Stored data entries
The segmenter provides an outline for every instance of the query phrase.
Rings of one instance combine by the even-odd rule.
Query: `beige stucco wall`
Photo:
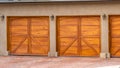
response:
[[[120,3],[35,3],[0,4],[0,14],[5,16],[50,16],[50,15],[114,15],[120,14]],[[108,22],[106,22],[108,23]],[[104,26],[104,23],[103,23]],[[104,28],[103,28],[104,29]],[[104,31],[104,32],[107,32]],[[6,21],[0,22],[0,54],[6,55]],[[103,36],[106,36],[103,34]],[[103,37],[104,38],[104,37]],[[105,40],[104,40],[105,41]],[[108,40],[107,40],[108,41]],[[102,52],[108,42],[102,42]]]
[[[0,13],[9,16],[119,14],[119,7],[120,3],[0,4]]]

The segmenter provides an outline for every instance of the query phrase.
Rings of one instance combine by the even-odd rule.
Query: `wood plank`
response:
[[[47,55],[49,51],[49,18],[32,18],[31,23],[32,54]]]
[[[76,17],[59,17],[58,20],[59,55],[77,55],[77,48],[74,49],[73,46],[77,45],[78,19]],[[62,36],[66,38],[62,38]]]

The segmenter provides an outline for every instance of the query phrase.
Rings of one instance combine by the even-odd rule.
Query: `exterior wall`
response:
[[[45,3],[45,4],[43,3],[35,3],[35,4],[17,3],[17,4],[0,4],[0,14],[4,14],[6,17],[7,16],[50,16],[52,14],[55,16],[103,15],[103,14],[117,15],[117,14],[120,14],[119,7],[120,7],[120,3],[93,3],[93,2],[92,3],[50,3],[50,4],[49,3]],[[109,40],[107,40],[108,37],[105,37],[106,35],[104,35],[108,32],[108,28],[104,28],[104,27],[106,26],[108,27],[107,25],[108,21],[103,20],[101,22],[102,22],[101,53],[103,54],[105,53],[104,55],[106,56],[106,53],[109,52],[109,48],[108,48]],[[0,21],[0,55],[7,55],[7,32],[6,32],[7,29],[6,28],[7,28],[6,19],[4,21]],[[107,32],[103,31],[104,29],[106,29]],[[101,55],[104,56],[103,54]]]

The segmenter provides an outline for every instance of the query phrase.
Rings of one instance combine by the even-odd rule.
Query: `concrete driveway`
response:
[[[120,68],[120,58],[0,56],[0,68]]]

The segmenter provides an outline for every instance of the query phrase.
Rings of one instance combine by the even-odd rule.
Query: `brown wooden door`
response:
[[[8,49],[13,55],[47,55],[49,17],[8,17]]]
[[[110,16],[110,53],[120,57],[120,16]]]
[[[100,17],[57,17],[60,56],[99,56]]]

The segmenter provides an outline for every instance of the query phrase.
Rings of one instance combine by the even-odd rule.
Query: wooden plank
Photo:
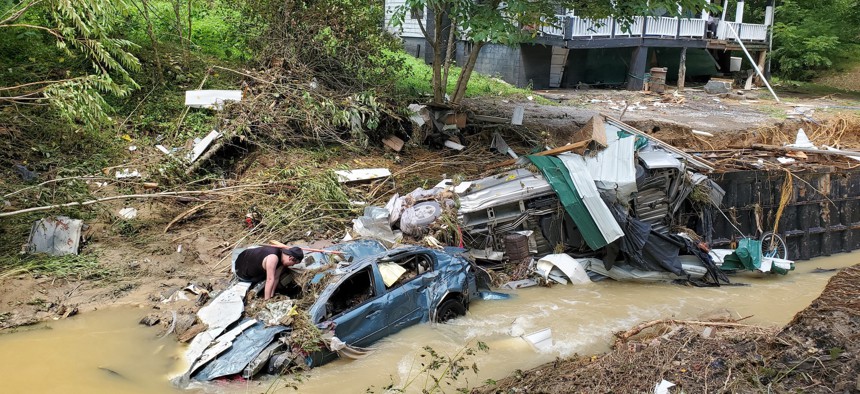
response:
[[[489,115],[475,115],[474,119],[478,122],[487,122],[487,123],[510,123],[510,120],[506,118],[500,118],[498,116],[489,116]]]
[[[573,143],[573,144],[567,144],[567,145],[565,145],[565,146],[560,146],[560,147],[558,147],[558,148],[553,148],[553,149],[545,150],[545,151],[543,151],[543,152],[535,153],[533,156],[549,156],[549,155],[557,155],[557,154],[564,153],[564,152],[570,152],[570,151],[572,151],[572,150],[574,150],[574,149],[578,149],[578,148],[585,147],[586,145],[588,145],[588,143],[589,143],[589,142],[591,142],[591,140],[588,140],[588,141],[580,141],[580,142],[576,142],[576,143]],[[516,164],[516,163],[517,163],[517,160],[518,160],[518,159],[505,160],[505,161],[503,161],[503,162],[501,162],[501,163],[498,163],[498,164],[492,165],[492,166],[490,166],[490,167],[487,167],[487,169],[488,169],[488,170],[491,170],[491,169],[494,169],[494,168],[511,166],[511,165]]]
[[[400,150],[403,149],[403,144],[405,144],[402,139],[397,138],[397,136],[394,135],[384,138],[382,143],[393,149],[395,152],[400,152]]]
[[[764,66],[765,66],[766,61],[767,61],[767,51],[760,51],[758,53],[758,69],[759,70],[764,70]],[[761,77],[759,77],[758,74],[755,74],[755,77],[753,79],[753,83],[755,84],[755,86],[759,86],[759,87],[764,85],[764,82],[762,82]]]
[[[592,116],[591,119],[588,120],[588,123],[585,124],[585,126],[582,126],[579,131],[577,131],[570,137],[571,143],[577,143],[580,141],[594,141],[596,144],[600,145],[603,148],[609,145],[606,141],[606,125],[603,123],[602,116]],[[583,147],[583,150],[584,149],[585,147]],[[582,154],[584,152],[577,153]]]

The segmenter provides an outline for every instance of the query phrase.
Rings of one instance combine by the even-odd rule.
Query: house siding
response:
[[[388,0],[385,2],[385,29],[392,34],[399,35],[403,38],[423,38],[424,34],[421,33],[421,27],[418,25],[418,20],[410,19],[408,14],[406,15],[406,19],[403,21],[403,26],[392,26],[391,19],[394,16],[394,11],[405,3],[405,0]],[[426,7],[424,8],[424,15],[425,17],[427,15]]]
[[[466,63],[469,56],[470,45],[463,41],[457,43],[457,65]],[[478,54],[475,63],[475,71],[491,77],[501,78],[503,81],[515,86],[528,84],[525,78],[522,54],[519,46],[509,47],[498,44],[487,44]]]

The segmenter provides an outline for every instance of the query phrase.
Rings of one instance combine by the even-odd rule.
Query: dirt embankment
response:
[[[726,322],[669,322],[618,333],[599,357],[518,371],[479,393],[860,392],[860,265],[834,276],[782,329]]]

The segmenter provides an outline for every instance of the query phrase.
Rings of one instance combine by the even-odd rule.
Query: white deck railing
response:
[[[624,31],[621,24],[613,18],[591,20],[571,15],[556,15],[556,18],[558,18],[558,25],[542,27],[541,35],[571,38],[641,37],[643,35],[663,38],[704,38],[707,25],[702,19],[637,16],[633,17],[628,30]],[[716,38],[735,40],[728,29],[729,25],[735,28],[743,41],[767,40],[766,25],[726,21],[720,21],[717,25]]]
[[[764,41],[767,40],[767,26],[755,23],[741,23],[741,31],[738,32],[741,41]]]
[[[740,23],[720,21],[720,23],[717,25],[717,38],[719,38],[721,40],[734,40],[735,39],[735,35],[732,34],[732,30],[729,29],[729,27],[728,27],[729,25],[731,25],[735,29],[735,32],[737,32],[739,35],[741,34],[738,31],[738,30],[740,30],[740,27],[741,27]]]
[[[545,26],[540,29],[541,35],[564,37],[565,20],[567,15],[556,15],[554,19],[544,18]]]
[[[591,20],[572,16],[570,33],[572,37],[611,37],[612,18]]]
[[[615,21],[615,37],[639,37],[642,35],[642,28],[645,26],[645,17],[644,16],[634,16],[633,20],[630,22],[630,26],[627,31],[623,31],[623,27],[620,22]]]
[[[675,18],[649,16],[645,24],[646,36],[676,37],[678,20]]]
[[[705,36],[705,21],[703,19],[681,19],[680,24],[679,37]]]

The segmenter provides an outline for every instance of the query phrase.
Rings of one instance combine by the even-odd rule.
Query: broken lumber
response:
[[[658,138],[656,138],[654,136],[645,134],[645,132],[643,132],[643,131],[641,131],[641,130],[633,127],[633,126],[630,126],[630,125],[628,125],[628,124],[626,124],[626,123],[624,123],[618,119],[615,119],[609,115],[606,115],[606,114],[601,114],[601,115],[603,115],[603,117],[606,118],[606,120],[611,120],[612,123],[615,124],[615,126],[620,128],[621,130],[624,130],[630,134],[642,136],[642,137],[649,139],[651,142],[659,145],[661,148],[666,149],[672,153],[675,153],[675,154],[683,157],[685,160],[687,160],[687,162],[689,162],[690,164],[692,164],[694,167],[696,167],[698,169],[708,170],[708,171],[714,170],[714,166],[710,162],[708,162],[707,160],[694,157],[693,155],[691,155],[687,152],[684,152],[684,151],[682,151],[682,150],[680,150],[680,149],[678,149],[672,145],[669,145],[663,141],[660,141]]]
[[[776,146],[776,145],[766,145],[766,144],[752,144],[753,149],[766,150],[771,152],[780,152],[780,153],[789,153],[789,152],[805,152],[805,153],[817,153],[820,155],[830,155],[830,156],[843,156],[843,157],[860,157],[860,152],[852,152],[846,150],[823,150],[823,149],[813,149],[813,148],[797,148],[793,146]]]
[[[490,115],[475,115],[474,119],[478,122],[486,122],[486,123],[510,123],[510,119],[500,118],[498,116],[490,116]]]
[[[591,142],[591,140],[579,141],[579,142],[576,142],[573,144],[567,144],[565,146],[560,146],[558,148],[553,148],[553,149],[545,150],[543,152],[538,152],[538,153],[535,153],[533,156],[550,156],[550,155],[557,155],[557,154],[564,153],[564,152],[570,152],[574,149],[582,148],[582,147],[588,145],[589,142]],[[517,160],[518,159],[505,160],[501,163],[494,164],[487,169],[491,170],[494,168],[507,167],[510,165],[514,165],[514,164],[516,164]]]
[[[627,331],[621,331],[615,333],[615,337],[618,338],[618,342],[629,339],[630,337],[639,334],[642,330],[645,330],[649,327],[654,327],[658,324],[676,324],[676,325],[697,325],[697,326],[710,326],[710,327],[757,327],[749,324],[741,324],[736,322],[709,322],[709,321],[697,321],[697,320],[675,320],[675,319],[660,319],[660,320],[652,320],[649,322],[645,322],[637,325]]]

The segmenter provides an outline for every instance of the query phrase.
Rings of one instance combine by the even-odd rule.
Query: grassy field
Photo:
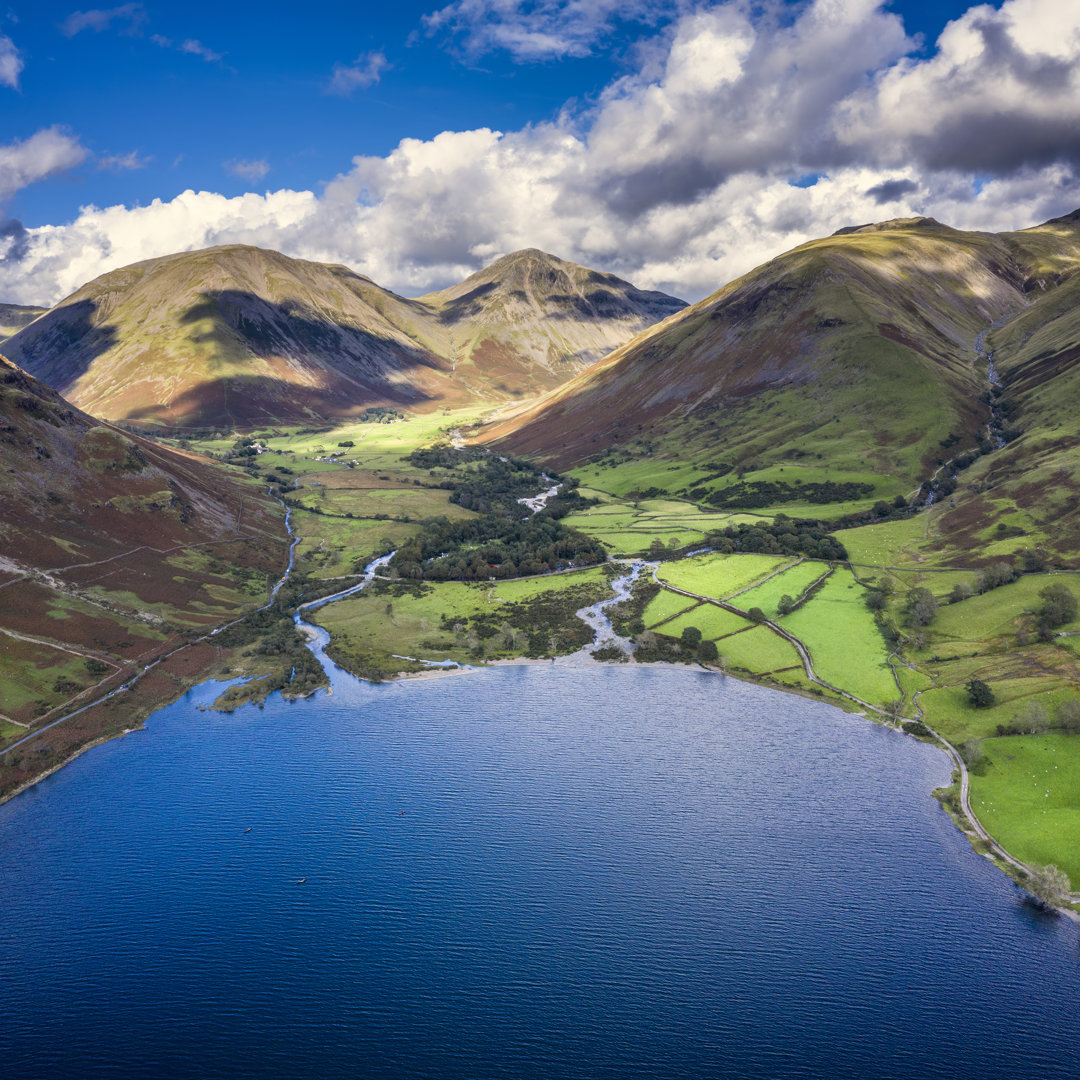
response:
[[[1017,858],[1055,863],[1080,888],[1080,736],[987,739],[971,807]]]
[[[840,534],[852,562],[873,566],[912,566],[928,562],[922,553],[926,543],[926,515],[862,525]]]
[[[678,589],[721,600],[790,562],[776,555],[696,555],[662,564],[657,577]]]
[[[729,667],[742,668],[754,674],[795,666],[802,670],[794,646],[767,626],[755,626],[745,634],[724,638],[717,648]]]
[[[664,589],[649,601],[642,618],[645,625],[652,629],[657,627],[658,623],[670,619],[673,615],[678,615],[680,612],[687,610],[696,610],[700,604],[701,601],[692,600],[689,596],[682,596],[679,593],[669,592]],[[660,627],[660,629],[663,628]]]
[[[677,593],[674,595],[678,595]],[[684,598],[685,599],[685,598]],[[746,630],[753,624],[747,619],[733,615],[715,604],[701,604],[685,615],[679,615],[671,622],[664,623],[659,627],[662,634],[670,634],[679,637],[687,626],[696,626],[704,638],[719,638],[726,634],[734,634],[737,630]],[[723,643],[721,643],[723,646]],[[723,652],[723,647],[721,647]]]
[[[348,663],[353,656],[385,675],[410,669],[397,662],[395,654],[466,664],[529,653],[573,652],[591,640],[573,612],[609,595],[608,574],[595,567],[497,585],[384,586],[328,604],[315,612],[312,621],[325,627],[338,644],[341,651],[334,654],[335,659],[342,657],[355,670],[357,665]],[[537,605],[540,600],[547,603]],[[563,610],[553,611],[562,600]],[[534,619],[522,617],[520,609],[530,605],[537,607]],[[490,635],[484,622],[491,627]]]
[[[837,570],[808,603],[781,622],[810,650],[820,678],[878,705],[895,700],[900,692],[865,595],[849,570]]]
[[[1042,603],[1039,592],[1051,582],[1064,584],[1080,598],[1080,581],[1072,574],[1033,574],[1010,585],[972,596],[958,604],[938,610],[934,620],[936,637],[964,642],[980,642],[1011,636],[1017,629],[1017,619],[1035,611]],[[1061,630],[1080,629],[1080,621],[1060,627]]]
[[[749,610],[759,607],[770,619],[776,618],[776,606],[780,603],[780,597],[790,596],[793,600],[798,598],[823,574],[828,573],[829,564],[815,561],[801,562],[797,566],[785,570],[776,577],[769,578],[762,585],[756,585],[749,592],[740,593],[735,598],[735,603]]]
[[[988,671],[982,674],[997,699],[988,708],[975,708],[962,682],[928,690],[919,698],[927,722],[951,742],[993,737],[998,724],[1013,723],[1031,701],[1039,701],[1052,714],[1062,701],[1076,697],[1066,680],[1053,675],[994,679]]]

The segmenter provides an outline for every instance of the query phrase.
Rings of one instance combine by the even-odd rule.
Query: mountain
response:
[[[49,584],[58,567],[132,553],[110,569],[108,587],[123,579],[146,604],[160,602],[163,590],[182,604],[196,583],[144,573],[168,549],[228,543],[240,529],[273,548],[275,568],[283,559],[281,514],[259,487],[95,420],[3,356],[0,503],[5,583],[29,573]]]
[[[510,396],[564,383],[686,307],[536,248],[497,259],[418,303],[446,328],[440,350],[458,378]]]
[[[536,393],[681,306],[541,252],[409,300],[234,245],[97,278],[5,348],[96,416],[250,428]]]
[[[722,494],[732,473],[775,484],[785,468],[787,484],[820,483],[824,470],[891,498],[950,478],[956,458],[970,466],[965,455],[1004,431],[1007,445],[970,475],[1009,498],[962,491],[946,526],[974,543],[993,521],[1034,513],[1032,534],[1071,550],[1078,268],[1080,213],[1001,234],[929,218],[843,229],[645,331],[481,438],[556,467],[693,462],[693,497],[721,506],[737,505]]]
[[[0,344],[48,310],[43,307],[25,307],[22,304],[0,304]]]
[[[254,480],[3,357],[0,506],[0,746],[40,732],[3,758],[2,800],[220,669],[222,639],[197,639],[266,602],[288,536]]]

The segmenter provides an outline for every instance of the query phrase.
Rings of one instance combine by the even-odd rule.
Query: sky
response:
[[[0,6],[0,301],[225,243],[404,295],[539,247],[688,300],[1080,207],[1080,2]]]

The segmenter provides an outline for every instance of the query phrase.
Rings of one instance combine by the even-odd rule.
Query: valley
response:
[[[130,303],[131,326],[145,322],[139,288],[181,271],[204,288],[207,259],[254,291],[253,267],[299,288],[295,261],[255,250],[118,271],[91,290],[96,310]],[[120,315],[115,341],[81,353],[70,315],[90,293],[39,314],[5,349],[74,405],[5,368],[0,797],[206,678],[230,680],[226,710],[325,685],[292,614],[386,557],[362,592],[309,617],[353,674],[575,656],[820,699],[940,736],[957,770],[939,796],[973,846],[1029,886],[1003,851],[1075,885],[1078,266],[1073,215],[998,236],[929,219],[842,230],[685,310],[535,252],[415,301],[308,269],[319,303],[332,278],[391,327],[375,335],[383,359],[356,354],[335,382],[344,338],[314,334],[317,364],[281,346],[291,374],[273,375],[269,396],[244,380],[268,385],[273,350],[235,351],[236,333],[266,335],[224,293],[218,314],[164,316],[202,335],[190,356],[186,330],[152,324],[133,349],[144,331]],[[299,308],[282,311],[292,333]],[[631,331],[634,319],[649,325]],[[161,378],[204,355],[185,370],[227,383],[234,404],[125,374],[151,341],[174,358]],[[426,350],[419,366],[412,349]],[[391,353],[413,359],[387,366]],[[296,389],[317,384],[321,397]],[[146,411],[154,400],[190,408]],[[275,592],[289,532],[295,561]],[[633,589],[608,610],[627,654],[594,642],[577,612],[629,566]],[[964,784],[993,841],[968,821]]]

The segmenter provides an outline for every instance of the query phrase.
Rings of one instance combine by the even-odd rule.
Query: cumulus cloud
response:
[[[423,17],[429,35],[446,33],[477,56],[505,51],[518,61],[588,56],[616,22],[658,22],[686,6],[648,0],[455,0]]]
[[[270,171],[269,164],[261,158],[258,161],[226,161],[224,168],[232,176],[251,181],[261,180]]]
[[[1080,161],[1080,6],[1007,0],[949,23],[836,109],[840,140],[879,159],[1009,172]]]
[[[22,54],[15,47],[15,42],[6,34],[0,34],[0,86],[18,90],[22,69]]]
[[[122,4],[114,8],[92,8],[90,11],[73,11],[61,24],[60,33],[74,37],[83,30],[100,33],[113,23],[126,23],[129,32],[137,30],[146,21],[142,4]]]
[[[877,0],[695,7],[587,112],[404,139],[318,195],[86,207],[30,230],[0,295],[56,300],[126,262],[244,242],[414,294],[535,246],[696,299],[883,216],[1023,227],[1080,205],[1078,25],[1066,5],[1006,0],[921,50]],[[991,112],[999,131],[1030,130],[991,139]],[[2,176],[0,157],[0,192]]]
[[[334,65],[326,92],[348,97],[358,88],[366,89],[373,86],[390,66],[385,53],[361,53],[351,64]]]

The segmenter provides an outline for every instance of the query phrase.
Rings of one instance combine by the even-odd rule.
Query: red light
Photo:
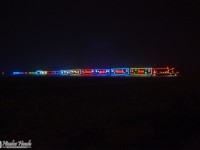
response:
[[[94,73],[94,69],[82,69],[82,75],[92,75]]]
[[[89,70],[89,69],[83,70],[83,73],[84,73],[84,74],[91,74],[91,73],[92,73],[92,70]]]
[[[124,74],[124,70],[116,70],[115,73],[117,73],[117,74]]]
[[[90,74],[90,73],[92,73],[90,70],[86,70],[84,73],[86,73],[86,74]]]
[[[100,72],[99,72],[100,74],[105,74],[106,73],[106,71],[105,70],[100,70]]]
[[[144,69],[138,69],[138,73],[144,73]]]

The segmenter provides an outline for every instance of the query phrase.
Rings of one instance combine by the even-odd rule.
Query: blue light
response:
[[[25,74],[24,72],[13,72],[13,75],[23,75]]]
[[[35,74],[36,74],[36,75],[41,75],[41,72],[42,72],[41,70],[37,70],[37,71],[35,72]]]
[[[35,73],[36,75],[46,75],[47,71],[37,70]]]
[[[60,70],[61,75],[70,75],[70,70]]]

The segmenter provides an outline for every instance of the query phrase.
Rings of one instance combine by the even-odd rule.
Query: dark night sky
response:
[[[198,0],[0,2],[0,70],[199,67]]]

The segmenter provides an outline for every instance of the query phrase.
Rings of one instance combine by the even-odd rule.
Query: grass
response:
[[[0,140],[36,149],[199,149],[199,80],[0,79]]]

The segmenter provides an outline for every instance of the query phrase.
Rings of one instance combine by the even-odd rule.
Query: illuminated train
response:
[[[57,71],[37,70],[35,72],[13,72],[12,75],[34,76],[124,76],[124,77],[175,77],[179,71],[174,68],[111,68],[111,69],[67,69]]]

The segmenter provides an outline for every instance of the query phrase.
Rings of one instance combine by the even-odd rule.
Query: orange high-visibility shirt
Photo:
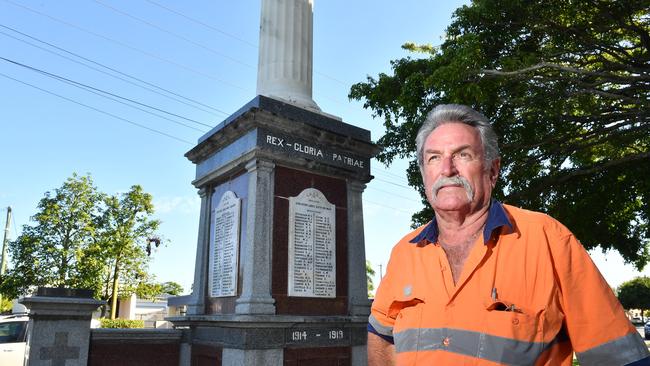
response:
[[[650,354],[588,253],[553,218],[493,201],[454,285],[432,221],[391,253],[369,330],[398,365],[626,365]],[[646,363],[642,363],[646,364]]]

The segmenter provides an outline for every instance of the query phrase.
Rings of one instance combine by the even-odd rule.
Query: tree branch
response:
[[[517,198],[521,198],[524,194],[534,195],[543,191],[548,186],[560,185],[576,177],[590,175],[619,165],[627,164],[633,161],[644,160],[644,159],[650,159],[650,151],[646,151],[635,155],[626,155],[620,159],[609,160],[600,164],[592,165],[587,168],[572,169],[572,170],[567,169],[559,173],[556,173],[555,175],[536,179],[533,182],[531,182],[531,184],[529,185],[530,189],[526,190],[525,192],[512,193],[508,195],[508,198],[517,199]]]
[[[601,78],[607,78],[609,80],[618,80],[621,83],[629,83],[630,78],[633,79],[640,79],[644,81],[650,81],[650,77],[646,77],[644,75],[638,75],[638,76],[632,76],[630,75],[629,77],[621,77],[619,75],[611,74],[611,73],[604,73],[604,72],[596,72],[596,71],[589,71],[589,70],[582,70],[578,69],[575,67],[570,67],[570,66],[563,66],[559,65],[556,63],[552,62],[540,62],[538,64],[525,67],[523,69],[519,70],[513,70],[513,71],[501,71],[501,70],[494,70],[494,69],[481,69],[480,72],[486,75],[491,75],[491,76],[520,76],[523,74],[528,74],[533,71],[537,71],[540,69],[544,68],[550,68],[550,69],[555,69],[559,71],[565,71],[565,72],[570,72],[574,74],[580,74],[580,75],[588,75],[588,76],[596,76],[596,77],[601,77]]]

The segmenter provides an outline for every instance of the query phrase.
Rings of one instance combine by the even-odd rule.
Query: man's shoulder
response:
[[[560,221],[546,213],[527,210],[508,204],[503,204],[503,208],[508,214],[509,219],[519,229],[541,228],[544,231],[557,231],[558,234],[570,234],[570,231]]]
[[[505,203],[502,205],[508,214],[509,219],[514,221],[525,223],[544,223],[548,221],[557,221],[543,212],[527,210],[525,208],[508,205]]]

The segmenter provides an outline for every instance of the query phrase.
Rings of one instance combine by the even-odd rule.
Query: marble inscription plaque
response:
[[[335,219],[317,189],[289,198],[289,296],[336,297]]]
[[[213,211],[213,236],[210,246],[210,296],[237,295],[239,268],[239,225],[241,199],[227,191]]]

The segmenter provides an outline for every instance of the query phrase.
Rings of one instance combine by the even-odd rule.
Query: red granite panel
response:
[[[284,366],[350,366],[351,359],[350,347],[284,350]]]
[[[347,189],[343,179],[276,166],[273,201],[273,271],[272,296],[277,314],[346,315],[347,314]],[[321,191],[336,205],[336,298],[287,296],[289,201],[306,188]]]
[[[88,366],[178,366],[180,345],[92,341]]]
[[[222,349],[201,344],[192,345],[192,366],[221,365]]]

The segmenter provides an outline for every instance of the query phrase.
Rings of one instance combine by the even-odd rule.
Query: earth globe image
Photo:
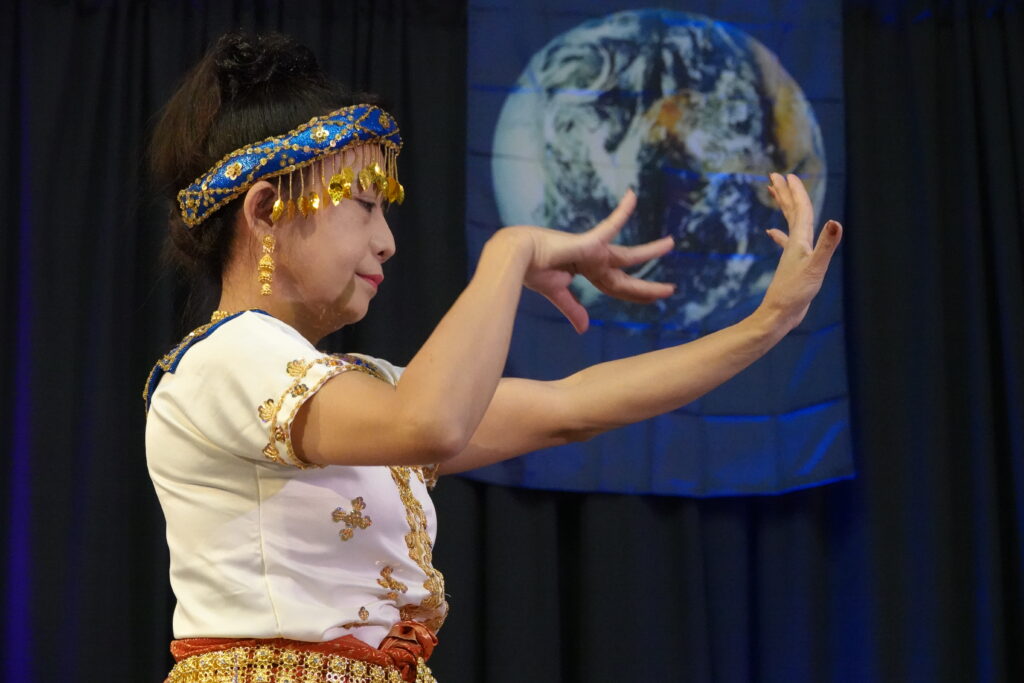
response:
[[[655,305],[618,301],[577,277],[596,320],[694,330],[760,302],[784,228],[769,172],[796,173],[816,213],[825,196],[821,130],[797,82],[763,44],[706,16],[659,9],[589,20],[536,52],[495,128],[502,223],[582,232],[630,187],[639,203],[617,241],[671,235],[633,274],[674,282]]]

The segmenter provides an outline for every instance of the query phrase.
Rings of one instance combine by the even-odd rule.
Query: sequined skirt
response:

* Problem details: Locate the lines above that contain "wall" and copy them.

* Solution below:
Query: `beige stucco wall`
Query: `exterior wall`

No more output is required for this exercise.